-- Source text follows --

Measurements of the PAOP are used to indirectly estimate left atrial pressure or the pressure in the pulmonary veins. Following the trends in PAOP can be helpful in estimating pulmonary venous resistance and left atrial preload.1 PAOP measurements are helpful in distinguishing cardiogenic (with both high PAOP and CVP) from noncardiogenic (low or normal PAOP and high CVP) pulmonary edema.1
In pathologic conditions that involve pulmonary capillary wall damage or increased permeability (severe preeclampsia, sepsis, ARDS, hemorrhagic shock in extremis), the CVP and PAOP can be anticipated not to correlate well.11 Interestingly enough, disparate values between the CVP and PAOP have been demonstrated in gravid patients without left heart failure and a structurally normal heart.12 Because of this, CVP readings in pregnant patients cannot be used to make any assumptions about function of the left side of the heart and are most reliable at the extremes of values (really low or really high) (Table 1-3).12
| Adult respiratory distress syndrome—refractory to recruitment maneuvers |
| Cardiomyopathy with LVEF <20% |
| Intraoperative or intrapartum heart failure |
| NYHA class III or IV heart disease in labor |
| Pulmonary hypertension—primary or secondary |
| Refractory septic shock |
| Severe preeclampsia with oliguria unresponsive to fluid challenge |
| Severe valve disease |
Belfort et al13 was able to demonstrate a reasonable correlation between invasive and noninvasive monitoring by 2D echocardiogram in 11 critically ill gravidas.13 Stroke volume and cardiac output estimations correlated best, followed by pulmonary artery and ventricular filling pressures. This study provided some of the earliest evidence in support of noninvasive approaches to hemodynamic evaluation in pregnancy.1 The practical application of noninvasive monitoring was demonstrated in a follow-up study by Belfort et al of 14 patients where all but 2 critically ill patients were able to be successfully managed without the use of a pulmonary artery catheter.14 Transesophageal Doppler can measure descending aortic flow used to estimate trends stroke volume and cardiac output which can be helpful during a code, particularly in the operating room.15
Stroke volume estimation by 2D echocardiogram techniques have been validated in pregnancy16 and this value is then multiplied by the heart rate to obtain the cardiac output (remember CO = SV × HR). In the future, 3D echocardiogram techniques may replace 2D as they provide more accurate geometric assessment of the cardiac chambers and reduce inherent errors based on geometric assumptions made using 2D echocardiography.17-19 Also, the accuracy between measurements of chamber volume and correlation to pressure depend on the compliance of the chamber measured. For example, if diastolic dysfunction is present (or conditions where the chamber does not relax well: ie, tachycardia, ischemia, sepsis, high intrathoracic pressure), the end-diastolic volume (EDV) measured by echocardiogram would be reduced but filling pressures measured by PAC would be elevated. The PAC measurement alone might cause one to think this patient has adequate volume but these pressures are elevated in the context of poor wall compliance. Longitudinal studies have been performed to assess baseline 2D echocardiographic variables in pregnancy and postpartum (Table 1-4).

-- Source text concluded --

Work instruction 1. Translate this sentence from the text on hemodynamic monitoring in pregnancy into Spanish: "Stroke volume and cardiac output estimations correlated best, followed by pulmonary artery and ventricular filling pressures."
Work instruction 2. Condense the paragraph beginning "In pathologic conditions that involve" from the text on hemodynamic monitoring in pregnancy into a bulleted list of its main facts.

-- Information given follows --

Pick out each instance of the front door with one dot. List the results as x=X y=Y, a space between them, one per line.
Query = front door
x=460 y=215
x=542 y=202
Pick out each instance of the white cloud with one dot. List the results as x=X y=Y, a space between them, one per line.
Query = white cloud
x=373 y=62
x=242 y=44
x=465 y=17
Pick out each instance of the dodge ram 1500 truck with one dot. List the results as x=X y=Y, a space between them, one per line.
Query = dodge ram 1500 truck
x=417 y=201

-- Information given concluded --

Exercise result 1. Las estimaciones del volumen sistólico y del gasto cardíaco fueron las que mejor se correlacionaron, seguidas de las presiones de la arteria pulmonar y de llenado ventricular.

Exercise result 2.
- CVP and PAOP are expected to correlate poorly in conditions involving pulmonary capillary wall damage or increased permeability, such as severe preeclampsia, sepsis, ARDS, and hemorrhagic shock in extremis.
- Disparate CVP and PAOP values have been shown in pregnant patients without left heart failure and with a structurally normal heart.
- CVP readings in pregnancy therefore cannot be used to draw conclusions about left heart function.
- CVP readings are most reliable at extreme values (very low or very high).